- Assigned task
Copy, word for word, the opening line of the data and each line after it until the line that contains "[ ] a keypoint on each instance of the brown", which is included. Leave the pictures out.

(Point-per-instance localization data)
=== Begin Enclosure ===
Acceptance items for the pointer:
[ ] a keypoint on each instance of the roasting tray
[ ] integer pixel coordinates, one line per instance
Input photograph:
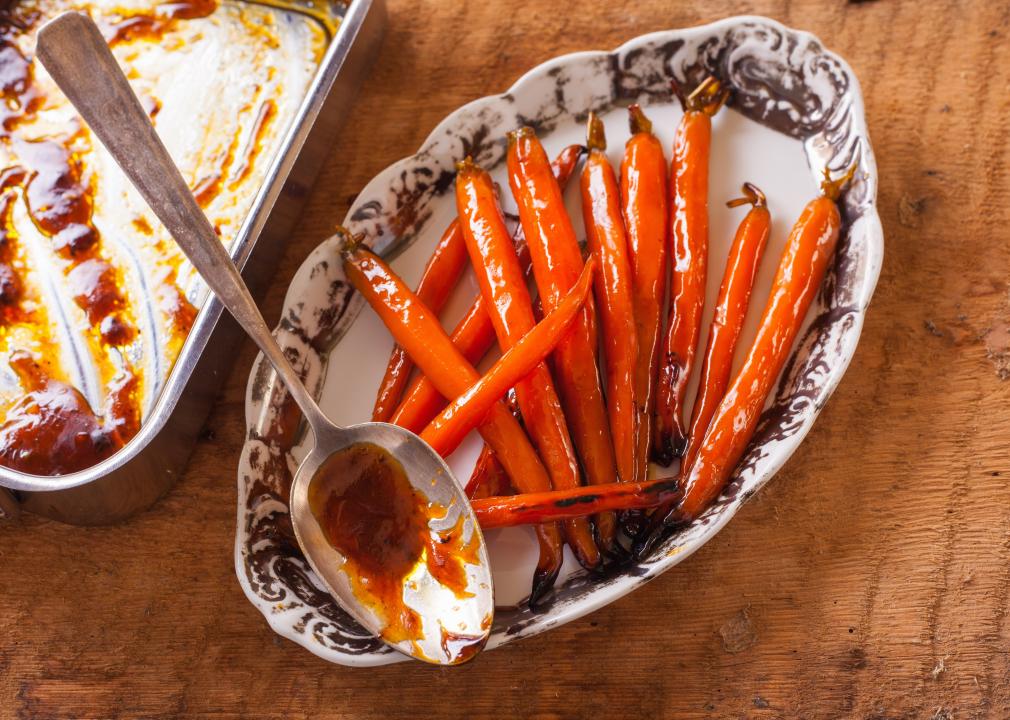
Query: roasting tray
(148, 465)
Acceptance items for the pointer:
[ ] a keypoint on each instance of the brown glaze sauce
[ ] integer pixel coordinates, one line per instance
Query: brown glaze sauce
(153, 24)
(255, 144)
(370, 513)
(52, 429)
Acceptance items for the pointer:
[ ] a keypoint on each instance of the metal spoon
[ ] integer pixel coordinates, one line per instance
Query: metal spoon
(453, 627)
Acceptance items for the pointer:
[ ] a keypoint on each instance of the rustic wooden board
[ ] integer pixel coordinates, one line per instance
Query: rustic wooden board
(871, 578)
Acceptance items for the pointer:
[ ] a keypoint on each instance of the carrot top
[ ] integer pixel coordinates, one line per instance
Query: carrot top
(596, 135)
(751, 196)
(831, 189)
(637, 120)
(706, 98)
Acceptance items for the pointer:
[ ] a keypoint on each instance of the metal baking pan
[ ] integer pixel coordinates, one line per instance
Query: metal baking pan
(148, 465)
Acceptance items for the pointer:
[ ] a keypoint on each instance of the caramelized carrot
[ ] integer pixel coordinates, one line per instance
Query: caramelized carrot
(503, 286)
(601, 207)
(558, 505)
(446, 431)
(801, 272)
(730, 310)
(489, 478)
(474, 335)
(643, 203)
(437, 281)
(557, 264)
(417, 329)
(689, 225)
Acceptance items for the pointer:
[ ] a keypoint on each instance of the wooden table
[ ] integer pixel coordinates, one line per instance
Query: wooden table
(869, 580)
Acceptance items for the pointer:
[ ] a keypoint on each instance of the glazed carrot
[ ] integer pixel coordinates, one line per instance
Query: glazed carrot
(474, 335)
(560, 505)
(437, 281)
(643, 203)
(418, 330)
(730, 310)
(489, 478)
(801, 272)
(503, 287)
(601, 207)
(557, 263)
(689, 227)
(446, 431)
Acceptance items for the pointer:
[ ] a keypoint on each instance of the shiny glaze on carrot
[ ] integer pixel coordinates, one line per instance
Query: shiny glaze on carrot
(565, 504)
(503, 286)
(801, 271)
(607, 240)
(489, 478)
(464, 414)
(646, 220)
(730, 311)
(437, 281)
(474, 335)
(689, 229)
(557, 263)
(418, 330)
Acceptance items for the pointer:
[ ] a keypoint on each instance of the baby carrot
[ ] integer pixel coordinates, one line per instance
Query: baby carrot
(446, 431)
(557, 263)
(730, 310)
(558, 505)
(689, 225)
(503, 286)
(417, 329)
(474, 335)
(489, 478)
(437, 281)
(801, 272)
(643, 203)
(601, 206)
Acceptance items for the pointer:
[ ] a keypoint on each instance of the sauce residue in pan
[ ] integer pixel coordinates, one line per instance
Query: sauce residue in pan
(90, 289)
(53, 426)
(371, 513)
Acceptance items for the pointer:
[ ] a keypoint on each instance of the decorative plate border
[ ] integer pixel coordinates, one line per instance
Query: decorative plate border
(781, 78)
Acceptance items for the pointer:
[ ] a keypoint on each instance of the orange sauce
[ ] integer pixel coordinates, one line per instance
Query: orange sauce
(52, 429)
(371, 514)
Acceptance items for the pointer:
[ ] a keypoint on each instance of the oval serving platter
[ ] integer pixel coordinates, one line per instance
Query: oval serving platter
(796, 109)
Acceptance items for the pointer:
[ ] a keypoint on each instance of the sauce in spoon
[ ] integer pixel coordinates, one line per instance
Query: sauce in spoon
(371, 514)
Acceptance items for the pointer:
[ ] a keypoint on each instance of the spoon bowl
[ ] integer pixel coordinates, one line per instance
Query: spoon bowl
(377, 512)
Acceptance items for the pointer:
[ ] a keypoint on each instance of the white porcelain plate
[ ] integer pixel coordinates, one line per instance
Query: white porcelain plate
(795, 109)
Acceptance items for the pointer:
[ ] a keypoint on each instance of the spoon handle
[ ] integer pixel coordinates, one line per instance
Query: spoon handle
(75, 54)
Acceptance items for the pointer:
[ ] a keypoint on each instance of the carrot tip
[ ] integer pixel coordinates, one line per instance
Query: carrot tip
(637, 120)
(596, 135)
(751, 196)
(831, 189)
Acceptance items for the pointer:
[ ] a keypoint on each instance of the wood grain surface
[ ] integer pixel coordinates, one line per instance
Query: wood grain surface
(869, 580)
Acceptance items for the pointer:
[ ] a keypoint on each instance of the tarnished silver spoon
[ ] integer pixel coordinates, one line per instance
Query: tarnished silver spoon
(377, 512)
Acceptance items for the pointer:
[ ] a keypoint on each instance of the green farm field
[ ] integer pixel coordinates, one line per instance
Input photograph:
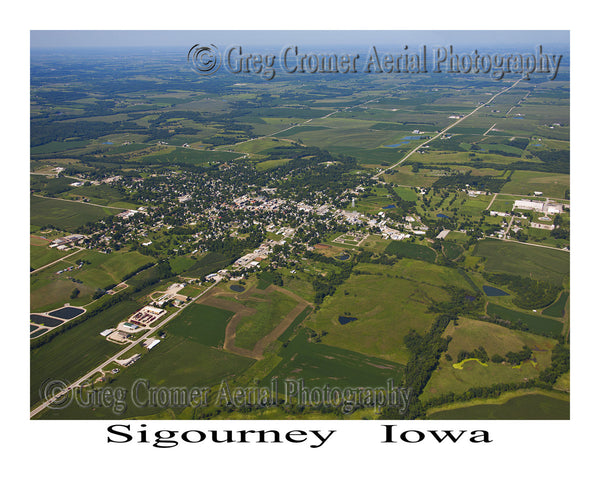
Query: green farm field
(387, 301)
(175, 362)
(317, 364)
(63, 214)
(526, 260)
(201, 323)
(536, 323)
(528, 406)
(269, 314)
(50, 289)
(74, 352)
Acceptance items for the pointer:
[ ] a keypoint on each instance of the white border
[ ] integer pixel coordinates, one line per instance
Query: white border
(75, 449)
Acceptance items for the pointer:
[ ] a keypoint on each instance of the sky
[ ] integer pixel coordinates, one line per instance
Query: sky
(54, 39)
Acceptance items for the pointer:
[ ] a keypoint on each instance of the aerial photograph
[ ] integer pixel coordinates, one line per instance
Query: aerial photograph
(299, 225)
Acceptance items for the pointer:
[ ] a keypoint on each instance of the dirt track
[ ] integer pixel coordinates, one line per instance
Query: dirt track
(220, 300)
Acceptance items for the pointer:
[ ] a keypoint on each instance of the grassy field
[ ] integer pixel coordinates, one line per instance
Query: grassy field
(411, 250)
(77, 350)
(469, 335)
(202, 324)
(268, 315)
(50, 289)
(175, 362)
(101, 194)
(557, 309)
(40, 255)
(536, 323)
(525, 183)
(525, 260)
(536, 406)
(64, 215)
(387, 301)
(318, 364)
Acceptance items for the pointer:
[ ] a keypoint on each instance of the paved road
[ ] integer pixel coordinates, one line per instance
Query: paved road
(445, 130)
(531, 244)
(88, 375)
(83, 203)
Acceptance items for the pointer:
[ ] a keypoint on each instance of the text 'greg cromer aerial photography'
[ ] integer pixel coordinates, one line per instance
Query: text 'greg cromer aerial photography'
(300, 225)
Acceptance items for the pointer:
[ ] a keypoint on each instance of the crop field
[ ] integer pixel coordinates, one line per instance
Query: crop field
(411, 250)
(317, 364)
(64, 215)
(210, 262)
(202, 324)
(337, 302)
(102, 195)
(537, 406)
(175, 362)
(40, 255)
(553, 185)
(50, 289)
(268, 315)
(509, 257)
(536, 323)
(77, 350)
(387, 301)
(557, 309)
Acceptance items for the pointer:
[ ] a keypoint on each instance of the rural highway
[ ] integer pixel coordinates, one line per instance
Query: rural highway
(88, 375)
(445, 130)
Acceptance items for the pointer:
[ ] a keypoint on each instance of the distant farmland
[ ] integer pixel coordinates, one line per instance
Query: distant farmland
(65, 215)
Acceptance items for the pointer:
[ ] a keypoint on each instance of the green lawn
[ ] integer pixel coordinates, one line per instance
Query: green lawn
(202, 324)
(518, 259)
(523, 407)
(63, 214)
(557, 309)
(268, 315)
(79, 349)
(317, 364)
(536, 323)
(388, 301)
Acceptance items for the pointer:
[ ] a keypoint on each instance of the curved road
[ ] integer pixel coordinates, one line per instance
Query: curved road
(46, 403)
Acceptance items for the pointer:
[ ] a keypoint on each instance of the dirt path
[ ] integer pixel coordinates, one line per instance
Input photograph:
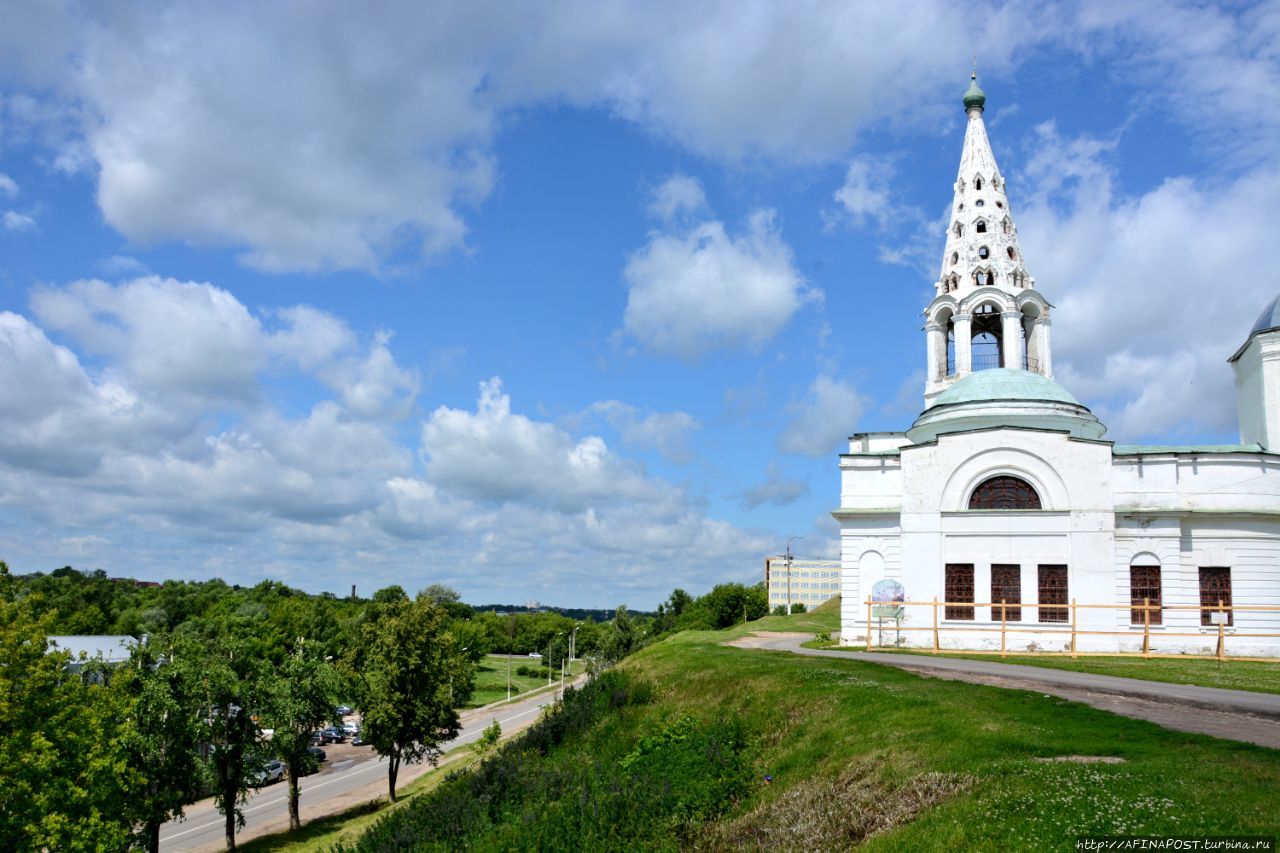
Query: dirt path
(1187, 712)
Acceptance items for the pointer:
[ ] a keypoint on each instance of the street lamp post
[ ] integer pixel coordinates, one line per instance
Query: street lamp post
(549, 656)
(789, 571)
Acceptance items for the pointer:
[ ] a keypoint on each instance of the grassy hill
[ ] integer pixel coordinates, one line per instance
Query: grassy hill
(691, 743)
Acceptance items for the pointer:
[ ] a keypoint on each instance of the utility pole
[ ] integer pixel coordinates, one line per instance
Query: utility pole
(789, 571)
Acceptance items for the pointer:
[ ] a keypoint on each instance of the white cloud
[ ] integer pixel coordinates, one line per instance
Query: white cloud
(342, 137)
(165, 334)
(14, 220)
(823, 419)
(496, 455)
(1155, 291)
(777, 489)
(123, 267)
(703, 288)
(663, 432)
(679, 195)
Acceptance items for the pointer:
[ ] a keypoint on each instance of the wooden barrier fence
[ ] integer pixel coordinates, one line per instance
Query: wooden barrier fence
(1225, 612)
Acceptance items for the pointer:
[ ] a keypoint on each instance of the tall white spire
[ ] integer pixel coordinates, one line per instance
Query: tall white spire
(986, 311)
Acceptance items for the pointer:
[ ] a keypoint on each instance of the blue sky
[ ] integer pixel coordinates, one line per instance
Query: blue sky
(574, 301)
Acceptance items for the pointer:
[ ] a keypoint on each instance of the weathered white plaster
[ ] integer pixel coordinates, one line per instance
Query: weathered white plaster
(1105, 509)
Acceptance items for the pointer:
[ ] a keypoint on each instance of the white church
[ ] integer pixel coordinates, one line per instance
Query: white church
(1005, 516)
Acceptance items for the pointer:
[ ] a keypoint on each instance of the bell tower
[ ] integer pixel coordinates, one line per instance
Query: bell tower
(986, 311)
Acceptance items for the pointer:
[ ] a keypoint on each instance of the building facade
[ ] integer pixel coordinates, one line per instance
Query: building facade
(803, 582)
(1006, 492)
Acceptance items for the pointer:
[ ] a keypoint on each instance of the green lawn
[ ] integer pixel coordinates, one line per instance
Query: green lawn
(859, 755)
(490, 684)
(320, 835)
(1260, 676)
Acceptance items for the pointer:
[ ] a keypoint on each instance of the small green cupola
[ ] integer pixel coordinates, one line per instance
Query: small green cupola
(974, 96)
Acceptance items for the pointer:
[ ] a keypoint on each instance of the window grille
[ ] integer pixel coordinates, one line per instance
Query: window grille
(1004, 493)
(1052, 593)
(1006, 585)
(959, 587)
(1144, 584)
(1215, 587)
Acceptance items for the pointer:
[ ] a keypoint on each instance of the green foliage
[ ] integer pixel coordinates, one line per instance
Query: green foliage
(160, 687)
(566, 784)
(304, 694)
(234, 684)
(415, 675)
(67, 785)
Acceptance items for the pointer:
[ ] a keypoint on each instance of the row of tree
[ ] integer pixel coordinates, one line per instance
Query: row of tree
(103, 757)
(100, 757)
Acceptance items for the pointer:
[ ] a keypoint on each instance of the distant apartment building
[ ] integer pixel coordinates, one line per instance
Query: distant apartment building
(812, 582)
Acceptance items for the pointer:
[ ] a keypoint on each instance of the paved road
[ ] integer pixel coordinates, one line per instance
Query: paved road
(268, 808)
(1234, 715)
(1215, 698)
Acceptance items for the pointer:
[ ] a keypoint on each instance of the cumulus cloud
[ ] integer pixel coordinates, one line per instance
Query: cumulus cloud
(823, 419)
(165, 471)
(777, 489)
(677, 195)
(14, 220)
(666, 432)
(494, 454)
(342, 137)
(702, 288)
(165, 334)
(1153, 291)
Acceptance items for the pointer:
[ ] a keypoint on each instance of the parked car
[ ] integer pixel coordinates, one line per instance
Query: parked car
(270, 772)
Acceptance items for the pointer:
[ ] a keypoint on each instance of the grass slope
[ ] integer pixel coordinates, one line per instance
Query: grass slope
(858, 753)
(1260, 676)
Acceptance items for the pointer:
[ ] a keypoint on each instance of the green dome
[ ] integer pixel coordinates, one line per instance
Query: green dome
(1005, 383)
(974, 96)
(1269, 319)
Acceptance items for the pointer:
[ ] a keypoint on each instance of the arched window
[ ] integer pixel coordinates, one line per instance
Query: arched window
(1004, 492)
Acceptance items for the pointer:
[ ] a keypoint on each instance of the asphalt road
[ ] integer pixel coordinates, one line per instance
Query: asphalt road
(1216, 698)
(348, 769)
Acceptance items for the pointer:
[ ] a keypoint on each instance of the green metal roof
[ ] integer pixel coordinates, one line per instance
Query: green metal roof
(1269, 319)
(1133, 450)
(1005, 383)
(974, 96)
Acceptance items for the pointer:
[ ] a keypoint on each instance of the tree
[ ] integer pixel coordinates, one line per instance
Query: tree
(488, 739)
(622, 638)
(163, 743)
(305, 693)
(415, 673)
(234, 688)
(65, 781)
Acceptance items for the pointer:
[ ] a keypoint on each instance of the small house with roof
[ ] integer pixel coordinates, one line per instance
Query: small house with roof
(1005, 516)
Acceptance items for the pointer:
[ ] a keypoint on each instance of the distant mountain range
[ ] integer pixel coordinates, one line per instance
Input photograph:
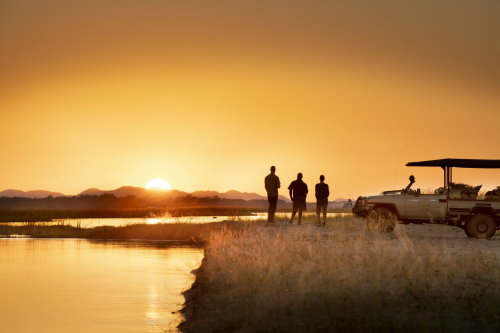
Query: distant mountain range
(141, 192)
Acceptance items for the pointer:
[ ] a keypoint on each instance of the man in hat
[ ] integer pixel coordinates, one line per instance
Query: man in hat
(298, 193)
(322, 194)
(272, 184)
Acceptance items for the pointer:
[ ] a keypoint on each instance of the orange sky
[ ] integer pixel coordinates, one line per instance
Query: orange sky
(209, 94)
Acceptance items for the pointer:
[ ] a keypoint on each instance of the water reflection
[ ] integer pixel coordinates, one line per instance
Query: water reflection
(120, 222)
(55, 285)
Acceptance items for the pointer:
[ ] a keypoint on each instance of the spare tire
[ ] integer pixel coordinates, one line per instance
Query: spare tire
(382, 219)
(480, 226)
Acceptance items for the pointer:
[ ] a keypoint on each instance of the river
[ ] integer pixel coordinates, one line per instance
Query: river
(76, 285)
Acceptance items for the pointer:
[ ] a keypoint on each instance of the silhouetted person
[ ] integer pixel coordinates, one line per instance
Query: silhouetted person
(298, 193)
(412, 181)
(272, 183)
(322, 194)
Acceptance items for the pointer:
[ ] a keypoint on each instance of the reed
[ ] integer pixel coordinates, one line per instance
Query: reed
(343, 277)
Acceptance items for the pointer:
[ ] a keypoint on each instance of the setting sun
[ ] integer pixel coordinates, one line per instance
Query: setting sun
(159, 183)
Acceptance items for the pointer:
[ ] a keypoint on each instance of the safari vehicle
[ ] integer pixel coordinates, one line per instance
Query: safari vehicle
(478, 218)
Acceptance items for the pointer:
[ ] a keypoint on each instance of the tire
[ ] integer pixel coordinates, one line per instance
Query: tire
(480, 226)
(381, 219)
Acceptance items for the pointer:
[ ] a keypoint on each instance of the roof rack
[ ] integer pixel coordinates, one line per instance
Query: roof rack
(448, 164)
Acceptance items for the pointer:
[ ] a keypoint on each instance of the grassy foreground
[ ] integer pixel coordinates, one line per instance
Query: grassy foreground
(277, 278)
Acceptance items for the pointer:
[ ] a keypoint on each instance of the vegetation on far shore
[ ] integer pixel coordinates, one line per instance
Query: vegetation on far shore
(342, 278)
(186, 232)
(47, 215)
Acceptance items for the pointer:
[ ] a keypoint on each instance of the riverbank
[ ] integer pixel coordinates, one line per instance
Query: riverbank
(185, 232)
(344, 278)
(47, 215)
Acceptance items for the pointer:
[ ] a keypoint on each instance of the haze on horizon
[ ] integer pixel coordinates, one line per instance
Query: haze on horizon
(209, 94)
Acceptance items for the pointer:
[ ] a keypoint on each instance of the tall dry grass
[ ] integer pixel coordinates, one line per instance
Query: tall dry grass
(342, 278)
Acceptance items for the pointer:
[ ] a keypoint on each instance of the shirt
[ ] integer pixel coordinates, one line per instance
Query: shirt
(299, 188)
(272, 183)
(322, 192)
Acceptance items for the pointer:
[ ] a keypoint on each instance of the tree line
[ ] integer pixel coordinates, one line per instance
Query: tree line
(111, 201)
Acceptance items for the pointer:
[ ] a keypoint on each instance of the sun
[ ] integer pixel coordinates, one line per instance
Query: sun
(159, 183)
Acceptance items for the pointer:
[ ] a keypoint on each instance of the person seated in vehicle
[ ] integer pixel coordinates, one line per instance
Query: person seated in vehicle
(470, 194)
(493, 195)
(412, 181)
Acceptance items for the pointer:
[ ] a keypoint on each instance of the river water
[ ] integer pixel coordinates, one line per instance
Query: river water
(120, 222)
(76, 285)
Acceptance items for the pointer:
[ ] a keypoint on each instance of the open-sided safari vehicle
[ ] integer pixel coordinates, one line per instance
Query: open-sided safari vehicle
(478, 218)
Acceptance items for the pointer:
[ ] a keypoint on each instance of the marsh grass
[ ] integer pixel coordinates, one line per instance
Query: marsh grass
(186, 232)
(343, 277)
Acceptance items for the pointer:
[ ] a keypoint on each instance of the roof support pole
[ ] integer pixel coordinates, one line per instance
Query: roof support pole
(444, 172)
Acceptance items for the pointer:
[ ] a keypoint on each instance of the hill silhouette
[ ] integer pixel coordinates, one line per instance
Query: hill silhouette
(142, 192)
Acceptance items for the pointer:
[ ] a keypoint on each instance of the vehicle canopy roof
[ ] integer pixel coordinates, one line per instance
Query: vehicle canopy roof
(459, 163)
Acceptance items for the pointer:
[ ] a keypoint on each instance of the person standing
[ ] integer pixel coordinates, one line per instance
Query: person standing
(322, 194)
(298, 193)
(272, 184)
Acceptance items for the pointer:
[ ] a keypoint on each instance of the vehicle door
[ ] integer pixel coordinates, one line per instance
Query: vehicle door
(422, 206)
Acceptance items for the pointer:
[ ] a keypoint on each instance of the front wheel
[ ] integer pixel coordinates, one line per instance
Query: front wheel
(381, 219)
(480, 226)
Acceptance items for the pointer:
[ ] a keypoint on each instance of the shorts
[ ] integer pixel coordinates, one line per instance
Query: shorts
(299, 203)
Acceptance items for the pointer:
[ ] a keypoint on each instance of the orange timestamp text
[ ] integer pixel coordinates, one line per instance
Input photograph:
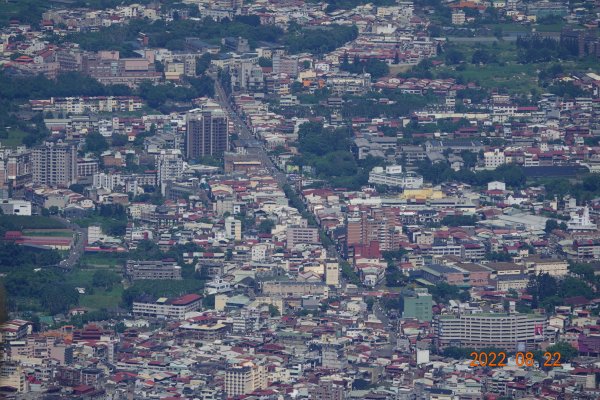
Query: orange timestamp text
(493, 359)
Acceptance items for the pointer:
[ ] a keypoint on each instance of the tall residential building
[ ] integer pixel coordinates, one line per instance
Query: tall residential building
(55, 164)
(382, 225)
(494, 159)
(512, 332)
(333, 356)
(169, 165)
(207, 134)
(418, 304)
(300, 234)
(15, 167)
(285, 65)
(245, 379)
(233, 228)
(332, 273)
=== End Enclosure ===
- Exercise output
Acceptance items for the pointer:
[ ] a keypoint on each instance of the roasting tray
[ ] integer pixel coordinates, one line per instance
Input photograph:
Query: roasting tray
(148, 465)
Acceptance items for the pointer:
[ ] a keypoint on each instance of the brown glaze sauce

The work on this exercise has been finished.